QUESTIONS ON THE MATERIAL:
(1) Decide whether each statement below agrees with the forum post on initializing NumPyro parameters through NUTS versus MCMC. Answer yes or no for each and quote the words of the post that settle it. (a) Both setups give NUTS a maximum tree depth of 6. (b) In the second setup, the initial values are supplied through the NUTS interface. (c) The writer reports that the two approaches produce the same results.
(2) Resume the forum post about initializing parameters through NUTS versus MCMC, picking up right after its final sentence.

DOCUMENT TEXT:
—————
I’m finding that setting initial parameter values through NUTS or through MCMC gives different results, even though they should be the same.
I’ve checked that the parameter values are initialized to be the same from the first sample taken in a run either using
nuts_kernel = NUTS(model,
dense_mass=dense_mass,
max_tree_depth=6,
init_strategy=init_to_value...
sampler = MCMC(nuts_kernel,
num_warmup=10,
num_samples=10,
jit_model_args=True)
key, subkey = random.split(key)
sampler.warmup(subkey, X, collect_warmup=True)
or with
nuts_kernel = NUTS(model,
dense_mass=dense_mass,
max_tree_depth=6)
sampler = MCMC(nuts_kernel,
num_warmup=10,
num_samples=10,
jit_model_args=True)
key, subkey = random.split(key)
sampler.warmup(subkey, X, collect_warmup=True, init_params=...)
In the first case, I’m using the init_to_value approach as provided for in the NUTS interface. In the latter, I’m giving the initial parameter values directly to the MCMC class instance.
—————
GIVEN RECORDS:
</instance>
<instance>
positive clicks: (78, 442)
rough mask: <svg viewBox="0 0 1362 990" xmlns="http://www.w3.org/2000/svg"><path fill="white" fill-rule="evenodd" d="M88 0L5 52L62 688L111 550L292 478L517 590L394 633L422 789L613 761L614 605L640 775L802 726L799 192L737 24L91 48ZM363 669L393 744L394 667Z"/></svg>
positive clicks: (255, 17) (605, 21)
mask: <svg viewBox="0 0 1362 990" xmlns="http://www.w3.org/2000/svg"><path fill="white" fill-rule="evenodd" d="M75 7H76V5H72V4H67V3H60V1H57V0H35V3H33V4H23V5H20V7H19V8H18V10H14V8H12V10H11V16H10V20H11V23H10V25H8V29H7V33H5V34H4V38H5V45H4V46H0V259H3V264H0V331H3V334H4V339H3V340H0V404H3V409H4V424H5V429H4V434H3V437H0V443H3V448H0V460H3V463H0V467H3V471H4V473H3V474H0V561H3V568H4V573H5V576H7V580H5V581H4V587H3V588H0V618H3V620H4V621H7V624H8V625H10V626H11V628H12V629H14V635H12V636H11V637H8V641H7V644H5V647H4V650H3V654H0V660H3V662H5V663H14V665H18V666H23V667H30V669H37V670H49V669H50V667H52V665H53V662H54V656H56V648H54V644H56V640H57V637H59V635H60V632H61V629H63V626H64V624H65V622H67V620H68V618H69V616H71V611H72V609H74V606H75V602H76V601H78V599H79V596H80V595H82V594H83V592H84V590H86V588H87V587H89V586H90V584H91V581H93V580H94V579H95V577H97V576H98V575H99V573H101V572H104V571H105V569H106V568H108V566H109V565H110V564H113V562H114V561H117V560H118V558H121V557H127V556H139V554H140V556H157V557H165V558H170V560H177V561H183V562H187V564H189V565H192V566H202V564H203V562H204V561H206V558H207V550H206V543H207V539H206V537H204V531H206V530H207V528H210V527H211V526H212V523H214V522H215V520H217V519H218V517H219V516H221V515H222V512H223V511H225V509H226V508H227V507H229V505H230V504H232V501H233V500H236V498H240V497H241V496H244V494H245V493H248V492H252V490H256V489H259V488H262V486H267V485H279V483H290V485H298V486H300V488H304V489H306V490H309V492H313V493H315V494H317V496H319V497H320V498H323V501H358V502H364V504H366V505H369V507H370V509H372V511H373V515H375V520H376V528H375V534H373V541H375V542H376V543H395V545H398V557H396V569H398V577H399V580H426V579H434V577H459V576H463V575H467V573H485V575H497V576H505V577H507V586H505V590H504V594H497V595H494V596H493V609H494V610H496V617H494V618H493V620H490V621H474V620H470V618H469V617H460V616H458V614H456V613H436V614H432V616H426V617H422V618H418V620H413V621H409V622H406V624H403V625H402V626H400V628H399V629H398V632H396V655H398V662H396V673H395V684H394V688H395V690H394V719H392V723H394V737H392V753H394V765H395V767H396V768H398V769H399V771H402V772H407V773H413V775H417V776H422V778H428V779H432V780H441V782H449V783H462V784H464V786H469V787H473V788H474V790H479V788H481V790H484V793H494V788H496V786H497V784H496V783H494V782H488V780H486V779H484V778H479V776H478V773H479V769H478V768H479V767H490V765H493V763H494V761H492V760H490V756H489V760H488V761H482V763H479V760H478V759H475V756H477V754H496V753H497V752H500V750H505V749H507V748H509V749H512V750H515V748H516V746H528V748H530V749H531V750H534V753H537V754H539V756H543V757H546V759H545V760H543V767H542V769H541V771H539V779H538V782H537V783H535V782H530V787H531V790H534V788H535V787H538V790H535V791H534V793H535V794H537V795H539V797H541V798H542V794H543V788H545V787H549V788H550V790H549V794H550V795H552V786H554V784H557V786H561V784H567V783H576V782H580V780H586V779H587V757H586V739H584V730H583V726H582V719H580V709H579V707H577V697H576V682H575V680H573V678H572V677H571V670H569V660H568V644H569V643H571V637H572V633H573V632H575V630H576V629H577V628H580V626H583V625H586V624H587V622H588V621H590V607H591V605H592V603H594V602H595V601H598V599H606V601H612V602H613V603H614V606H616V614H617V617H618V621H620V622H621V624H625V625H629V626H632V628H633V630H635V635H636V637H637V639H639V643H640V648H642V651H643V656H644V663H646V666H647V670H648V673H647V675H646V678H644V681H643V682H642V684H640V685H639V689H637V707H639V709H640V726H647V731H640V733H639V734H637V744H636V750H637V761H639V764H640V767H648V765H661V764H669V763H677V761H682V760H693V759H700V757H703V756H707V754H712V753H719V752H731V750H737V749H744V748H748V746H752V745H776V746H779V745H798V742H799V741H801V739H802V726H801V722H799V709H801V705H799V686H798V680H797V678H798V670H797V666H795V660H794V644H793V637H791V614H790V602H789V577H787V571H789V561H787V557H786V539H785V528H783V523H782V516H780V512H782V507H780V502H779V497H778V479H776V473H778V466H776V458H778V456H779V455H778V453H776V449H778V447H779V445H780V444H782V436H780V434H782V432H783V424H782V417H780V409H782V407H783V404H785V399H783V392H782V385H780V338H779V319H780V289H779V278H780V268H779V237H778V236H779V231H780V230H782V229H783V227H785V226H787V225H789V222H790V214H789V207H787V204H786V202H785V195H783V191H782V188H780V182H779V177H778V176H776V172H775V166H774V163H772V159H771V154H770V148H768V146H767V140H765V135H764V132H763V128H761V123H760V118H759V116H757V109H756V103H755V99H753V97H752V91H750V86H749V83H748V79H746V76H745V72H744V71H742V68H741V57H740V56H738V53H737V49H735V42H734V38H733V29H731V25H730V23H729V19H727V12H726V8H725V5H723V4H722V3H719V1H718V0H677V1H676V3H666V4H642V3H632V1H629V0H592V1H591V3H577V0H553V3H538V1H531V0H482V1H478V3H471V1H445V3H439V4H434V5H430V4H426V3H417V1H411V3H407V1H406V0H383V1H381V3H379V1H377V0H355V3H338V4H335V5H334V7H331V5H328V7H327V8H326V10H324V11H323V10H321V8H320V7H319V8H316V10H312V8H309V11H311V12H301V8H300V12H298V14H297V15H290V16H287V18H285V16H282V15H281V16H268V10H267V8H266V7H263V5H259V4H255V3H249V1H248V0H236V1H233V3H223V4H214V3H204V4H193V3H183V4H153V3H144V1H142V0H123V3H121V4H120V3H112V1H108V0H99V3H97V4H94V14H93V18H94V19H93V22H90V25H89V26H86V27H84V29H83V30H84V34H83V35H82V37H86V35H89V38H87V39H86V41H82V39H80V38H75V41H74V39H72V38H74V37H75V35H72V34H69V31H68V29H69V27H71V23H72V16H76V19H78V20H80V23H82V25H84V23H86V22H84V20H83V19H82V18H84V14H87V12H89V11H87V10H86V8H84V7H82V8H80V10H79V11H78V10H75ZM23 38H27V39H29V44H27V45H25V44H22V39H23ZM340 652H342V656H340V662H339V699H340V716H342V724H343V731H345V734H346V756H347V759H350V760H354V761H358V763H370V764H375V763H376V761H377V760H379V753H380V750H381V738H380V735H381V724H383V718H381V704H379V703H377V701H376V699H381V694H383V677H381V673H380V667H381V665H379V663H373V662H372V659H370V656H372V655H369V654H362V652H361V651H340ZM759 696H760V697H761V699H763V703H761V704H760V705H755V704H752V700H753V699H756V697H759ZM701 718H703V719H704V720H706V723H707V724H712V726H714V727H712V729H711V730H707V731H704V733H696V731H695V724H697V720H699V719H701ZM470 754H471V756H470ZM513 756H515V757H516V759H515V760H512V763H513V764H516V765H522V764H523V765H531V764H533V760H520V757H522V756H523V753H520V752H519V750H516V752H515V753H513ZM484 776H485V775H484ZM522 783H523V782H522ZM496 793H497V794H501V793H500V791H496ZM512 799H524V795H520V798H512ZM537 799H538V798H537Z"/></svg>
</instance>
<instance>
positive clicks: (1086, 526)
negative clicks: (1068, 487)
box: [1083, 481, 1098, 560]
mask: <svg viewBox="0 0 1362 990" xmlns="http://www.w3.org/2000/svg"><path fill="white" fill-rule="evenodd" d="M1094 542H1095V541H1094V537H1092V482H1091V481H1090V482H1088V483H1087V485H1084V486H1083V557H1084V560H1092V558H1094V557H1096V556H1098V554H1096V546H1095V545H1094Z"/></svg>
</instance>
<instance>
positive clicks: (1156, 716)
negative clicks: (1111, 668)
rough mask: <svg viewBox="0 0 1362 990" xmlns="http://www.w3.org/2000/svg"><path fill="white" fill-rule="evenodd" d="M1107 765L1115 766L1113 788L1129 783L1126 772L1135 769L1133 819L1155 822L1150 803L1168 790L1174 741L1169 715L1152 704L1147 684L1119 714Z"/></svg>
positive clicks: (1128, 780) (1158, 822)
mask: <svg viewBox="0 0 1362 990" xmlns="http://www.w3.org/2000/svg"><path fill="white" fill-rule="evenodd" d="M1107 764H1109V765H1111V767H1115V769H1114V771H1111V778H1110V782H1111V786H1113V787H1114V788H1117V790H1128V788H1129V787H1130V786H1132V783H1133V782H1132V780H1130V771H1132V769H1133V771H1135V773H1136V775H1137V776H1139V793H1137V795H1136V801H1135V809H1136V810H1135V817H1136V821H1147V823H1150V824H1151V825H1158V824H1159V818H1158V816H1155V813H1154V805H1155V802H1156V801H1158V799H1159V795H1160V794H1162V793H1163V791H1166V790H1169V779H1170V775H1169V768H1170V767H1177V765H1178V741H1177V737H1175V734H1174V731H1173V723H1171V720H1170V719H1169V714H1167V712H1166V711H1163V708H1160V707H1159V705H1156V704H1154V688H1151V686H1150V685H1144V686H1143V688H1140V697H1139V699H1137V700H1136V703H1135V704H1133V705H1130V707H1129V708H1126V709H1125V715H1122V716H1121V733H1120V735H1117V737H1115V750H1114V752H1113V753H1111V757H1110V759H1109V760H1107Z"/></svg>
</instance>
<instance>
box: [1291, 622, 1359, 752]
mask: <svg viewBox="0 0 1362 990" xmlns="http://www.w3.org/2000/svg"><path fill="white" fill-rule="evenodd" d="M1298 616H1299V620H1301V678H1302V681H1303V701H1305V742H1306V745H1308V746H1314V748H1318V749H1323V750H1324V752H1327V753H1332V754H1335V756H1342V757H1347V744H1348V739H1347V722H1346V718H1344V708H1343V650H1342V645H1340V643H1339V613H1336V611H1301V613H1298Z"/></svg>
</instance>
—————
TASK ANSWERS:
(1)
(a) Yes: "max_tree_depth=6" appears in both setups.
(b) No: "In the latter, I’m giving the initial parameter values directly to the MCMC class instance."
(c) No: "setting initial parameter values through NUTS or through MCMC gives different results"

(2)
The chains are exactly the same for the first few steps but then they diverge.
I’ve set the random keys to be the same, but I suppose this is not guaranteed to make them the same without looking carefully at the source. However, I see that the statistics of the samples returned from the two different initialization strategies is completely different (Rhat values are different by an order of magnitude).
I did look quickly at the source, and there no obvious reason from the initialization steps that these should lead to different results.
Would appreciate insights. Thanks.